### Excerpts of bounding box data

________________________

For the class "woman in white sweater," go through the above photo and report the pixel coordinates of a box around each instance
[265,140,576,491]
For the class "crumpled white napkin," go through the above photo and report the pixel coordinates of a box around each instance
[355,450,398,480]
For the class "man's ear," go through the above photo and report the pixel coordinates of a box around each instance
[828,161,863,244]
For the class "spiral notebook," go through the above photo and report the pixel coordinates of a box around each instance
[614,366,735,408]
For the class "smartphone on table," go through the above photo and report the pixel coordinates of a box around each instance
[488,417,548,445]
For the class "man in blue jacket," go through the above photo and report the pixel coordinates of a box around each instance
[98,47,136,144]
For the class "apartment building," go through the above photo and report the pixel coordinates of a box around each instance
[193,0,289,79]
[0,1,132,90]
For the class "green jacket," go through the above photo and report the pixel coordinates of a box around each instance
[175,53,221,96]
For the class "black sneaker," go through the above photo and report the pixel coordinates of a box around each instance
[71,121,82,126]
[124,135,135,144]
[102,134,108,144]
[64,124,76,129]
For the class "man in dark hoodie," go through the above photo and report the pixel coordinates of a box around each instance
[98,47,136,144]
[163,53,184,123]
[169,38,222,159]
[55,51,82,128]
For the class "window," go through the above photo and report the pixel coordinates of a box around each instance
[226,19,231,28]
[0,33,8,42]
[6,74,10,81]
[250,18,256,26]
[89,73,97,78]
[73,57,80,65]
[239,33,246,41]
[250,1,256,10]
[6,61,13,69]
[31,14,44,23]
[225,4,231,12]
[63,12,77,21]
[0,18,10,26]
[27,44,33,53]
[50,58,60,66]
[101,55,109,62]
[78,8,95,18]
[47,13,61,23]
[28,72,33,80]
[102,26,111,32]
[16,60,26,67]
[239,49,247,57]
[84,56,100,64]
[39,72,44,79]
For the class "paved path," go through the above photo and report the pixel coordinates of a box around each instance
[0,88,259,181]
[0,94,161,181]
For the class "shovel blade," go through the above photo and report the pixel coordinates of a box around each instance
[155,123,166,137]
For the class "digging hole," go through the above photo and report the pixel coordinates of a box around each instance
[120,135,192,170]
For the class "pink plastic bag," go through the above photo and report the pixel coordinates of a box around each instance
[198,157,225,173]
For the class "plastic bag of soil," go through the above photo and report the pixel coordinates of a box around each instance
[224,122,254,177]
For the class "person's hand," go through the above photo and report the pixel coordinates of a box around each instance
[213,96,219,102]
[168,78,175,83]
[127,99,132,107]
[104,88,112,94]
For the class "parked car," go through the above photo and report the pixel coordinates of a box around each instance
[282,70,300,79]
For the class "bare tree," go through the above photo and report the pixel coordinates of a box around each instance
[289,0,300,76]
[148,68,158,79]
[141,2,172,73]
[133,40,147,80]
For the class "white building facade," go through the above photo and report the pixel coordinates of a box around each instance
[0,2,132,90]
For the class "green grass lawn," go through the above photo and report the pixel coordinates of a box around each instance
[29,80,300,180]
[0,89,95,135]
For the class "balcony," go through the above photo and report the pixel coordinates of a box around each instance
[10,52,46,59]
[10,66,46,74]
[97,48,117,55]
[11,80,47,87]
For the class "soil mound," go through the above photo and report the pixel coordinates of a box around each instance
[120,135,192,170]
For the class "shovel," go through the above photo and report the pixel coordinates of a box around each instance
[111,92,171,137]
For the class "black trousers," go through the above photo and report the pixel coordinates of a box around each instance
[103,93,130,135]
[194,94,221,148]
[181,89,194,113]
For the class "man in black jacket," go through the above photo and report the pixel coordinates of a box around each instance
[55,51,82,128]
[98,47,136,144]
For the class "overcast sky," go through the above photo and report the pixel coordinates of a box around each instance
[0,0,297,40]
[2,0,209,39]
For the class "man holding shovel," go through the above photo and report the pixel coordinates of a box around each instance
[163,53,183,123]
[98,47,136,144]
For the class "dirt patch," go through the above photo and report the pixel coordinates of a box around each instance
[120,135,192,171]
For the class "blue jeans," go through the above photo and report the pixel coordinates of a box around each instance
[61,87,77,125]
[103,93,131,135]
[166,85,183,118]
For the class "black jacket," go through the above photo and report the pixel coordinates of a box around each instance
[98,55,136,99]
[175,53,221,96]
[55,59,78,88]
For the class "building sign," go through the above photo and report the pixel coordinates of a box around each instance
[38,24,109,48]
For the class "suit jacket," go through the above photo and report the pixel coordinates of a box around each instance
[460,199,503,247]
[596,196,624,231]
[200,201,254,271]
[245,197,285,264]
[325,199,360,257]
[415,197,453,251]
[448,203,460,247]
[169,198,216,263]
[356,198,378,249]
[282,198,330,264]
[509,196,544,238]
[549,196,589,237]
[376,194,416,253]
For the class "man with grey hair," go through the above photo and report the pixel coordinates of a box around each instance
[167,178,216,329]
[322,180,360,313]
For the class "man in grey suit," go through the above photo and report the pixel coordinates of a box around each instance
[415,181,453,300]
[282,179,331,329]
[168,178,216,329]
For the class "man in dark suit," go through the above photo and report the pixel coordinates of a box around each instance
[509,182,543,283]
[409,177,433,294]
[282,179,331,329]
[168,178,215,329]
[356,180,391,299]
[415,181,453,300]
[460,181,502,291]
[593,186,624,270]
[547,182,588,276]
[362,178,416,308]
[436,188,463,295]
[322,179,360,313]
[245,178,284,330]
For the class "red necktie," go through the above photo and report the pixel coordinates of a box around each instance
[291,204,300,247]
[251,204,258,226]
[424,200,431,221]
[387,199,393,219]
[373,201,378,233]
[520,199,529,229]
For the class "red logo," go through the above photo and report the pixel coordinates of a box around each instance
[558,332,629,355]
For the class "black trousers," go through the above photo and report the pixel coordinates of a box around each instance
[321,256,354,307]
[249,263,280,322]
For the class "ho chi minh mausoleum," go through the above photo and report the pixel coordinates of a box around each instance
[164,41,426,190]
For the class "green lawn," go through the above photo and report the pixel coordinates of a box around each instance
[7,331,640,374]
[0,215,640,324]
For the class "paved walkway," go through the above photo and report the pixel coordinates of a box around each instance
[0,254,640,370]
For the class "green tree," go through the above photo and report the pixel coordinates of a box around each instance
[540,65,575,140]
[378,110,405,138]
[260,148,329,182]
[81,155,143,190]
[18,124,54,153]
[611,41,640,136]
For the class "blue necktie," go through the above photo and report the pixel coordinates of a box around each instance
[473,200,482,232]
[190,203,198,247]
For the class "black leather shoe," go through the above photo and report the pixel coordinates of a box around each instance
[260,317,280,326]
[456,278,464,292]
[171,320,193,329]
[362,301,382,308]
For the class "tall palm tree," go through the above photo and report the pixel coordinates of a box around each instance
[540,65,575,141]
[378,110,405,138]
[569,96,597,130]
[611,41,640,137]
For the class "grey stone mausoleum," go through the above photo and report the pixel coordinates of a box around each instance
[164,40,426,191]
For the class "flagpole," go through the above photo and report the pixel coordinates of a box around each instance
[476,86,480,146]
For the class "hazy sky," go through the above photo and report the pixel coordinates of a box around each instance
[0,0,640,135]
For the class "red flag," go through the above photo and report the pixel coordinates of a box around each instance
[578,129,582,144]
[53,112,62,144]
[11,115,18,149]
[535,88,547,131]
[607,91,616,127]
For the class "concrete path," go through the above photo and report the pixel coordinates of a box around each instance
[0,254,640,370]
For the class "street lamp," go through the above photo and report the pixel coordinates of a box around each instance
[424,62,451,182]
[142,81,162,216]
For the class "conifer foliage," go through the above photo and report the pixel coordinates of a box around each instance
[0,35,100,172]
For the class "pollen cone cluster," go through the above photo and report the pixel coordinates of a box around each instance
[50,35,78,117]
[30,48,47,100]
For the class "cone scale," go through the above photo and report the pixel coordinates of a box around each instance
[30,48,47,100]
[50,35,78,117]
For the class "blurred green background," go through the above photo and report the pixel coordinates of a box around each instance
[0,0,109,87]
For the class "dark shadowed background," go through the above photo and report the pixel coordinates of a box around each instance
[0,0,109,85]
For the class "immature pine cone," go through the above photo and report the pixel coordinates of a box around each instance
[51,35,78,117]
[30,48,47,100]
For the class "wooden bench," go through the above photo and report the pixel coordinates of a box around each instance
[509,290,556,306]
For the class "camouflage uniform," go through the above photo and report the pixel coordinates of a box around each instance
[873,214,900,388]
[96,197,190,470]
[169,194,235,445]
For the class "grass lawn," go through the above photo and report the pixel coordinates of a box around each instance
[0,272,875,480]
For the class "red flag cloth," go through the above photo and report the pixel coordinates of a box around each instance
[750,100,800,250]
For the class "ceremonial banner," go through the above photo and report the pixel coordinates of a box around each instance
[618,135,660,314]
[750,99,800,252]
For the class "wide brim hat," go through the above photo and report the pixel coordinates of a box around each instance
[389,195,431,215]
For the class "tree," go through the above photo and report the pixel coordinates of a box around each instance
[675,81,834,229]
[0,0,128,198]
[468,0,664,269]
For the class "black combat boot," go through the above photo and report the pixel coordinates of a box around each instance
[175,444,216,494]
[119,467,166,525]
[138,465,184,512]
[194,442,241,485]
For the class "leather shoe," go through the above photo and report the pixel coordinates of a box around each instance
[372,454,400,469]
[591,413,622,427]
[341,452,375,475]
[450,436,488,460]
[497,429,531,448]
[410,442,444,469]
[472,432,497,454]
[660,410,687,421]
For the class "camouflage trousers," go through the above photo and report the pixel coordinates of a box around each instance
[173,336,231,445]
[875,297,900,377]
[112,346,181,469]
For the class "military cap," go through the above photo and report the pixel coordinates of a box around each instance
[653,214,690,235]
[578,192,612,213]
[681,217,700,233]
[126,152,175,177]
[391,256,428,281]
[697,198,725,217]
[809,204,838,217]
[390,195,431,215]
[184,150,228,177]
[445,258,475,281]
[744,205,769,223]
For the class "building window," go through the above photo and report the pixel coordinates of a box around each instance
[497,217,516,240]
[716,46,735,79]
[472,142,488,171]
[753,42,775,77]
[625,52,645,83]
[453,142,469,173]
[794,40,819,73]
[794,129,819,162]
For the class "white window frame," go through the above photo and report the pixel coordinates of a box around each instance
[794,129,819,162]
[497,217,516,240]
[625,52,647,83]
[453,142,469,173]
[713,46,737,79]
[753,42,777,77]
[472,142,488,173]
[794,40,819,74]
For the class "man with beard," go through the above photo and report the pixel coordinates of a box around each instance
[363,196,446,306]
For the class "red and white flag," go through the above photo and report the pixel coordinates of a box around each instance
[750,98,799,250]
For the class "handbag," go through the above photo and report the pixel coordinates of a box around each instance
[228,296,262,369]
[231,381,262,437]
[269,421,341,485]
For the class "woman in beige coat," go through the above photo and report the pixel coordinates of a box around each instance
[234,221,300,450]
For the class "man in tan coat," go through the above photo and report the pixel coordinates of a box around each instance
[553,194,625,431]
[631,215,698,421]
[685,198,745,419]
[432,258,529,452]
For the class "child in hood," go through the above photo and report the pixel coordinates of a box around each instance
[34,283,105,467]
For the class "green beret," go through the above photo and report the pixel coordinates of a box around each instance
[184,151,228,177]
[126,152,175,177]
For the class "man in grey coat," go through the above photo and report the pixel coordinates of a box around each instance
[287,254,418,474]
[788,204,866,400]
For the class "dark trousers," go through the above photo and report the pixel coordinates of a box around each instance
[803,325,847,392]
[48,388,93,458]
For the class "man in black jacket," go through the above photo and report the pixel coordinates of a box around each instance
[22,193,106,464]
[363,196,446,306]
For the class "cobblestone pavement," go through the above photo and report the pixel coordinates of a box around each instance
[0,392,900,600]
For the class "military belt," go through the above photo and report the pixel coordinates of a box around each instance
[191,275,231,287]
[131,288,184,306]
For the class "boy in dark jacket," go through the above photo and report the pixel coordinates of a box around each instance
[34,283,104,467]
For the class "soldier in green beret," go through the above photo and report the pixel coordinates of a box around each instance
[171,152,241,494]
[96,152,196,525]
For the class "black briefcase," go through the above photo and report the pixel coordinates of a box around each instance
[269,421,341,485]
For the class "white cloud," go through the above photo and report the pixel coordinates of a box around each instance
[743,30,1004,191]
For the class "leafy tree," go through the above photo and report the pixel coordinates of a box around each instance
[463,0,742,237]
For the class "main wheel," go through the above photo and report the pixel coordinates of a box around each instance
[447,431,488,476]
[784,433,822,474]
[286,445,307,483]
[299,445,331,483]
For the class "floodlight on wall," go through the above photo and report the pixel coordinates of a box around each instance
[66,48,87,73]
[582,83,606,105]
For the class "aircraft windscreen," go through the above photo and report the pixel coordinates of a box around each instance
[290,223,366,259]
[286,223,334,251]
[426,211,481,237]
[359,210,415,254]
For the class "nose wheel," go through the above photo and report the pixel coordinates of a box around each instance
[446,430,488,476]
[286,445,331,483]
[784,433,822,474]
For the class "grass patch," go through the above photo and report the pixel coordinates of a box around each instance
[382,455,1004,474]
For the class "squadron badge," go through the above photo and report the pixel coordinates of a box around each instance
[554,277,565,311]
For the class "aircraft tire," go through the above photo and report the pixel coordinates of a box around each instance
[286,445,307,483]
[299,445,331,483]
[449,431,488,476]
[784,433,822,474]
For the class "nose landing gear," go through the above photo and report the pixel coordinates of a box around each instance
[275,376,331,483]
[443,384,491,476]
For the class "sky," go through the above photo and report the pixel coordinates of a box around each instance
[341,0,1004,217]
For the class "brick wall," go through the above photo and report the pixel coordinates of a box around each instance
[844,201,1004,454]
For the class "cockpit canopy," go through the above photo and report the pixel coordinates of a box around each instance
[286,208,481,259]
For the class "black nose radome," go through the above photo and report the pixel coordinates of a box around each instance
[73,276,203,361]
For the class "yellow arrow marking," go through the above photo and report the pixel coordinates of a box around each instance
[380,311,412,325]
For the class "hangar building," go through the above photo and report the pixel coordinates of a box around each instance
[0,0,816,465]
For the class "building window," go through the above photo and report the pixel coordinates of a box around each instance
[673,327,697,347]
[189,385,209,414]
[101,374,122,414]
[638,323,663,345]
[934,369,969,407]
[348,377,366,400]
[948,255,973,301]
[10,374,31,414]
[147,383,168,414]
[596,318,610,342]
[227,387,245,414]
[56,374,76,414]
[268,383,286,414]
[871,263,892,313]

________________________

### Exercise directions
Edit the stretch of items from the beginning through the line containing "[355,450,398,480]" by changing "crumpled" to "folded" and leaving everything else as it is. Return only those lines.

### Expected answer
For the class "woman in white sweater," go through the above photo and report the pixel coordinates of a box around each instance
[265,140,576,491]
For the class "folded white napkin," go through the above photo and report the pixel coordinates of a box around each instance
[355,450,398,480]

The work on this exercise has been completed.